_Problem requirements_
Repeat every line below exactly, word for word.

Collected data
+===+
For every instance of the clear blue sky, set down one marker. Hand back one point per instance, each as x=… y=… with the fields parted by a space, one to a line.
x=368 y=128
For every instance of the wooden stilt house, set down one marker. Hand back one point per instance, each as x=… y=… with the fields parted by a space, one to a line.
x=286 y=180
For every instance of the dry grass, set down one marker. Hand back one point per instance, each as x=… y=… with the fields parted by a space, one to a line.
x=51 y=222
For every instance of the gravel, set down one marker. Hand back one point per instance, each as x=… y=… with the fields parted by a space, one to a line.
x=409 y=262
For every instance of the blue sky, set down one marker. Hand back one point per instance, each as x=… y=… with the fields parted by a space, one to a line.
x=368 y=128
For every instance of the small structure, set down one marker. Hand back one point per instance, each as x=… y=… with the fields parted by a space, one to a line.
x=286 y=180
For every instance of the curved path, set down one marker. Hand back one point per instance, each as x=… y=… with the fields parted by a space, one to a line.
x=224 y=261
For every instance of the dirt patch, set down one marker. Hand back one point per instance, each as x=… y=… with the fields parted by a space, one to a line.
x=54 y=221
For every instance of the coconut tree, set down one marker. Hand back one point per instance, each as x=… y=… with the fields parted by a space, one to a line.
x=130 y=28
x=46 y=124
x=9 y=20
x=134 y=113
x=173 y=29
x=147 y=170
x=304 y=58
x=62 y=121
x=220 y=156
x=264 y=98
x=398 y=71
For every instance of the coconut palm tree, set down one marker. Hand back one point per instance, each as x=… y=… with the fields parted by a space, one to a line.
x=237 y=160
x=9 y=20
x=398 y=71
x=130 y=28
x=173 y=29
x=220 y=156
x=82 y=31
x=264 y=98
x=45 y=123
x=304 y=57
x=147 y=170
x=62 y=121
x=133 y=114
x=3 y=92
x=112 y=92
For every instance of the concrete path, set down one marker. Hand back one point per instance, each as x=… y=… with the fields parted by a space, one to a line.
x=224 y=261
+===+
_Answer_
For every instance of the clear blue sky, set down one marker. Hand back one point per instance, each as x=… y=… with the fields parted by a space, one to a line.
x=368 y=128
For every instance of the wooden stilt house, set down one marker. Hand back one point per instance, each as x=… y=… with the fields parted by a space, one to a line.
x=286 y=180
For every instance of the dry grass, set down one marker. Hand back one point per instance, each as x=… y=… with the fields parted by a space, one to a line.
x=51 y=222
For every instance of the gravel, set down one marker. Hand back one point per instance, each as x=… y=… with the fields parted by a space, one to a line.
x=409 y=262
For every instance of the blue sky, set down one marker. Hand back one point per instance, each as x=… y=… with the fields parted by a space, one to a line.
x=368 y=128
For every instance of the small structure, set down one marker. Hand back one point per instance, each as x=… y=… with the fields parted by a space, one to a line.
x=286 y=180
For every instance of the curved path, set down one marker. Hand back one point per instance, each as x=… y=… with the fields parted by a space, one to a line.
x=224 y=261
For every instance of the dirt patch, set down one marker. Hand back one point per instance, each as x=… y=… with the fields parted by a space, one to a line.
x=54 y=221
For every instance of the coconut tree, set down one marker. Hand back one point per instance, each as x=… y=… with the fields parted by a space, one to a line.
x=130 y=28
x=46 y=124
x=9 y=20
x=134 y=113
x=173 y=29
x=147 y=170
x=304 y=58
x=62 y=121
x=220 y=156
x=264 y=98
x=398 y=71
For every instance of the coconut palm tree, set down one marker. Hand back one point per instance, each as x=… y=… with the fields parted by a space, one to a line.
x=237 y=160
x=9 y=20
x=398 y=71
x=130 y=28
x=173 y=29
x=220 y=156
x=82 y=31
x=264 y=98
x=45 y=123
x=304 y=57
x=147 y=170
x=62 y=121
x=133 y=114
x=3 y=92
x=112 y=92
For every instance of the concrete path, set down one marker. Hand back one point per instance, each as x=… y=… with the fields parted by a space, one to a line.
x=224 y=261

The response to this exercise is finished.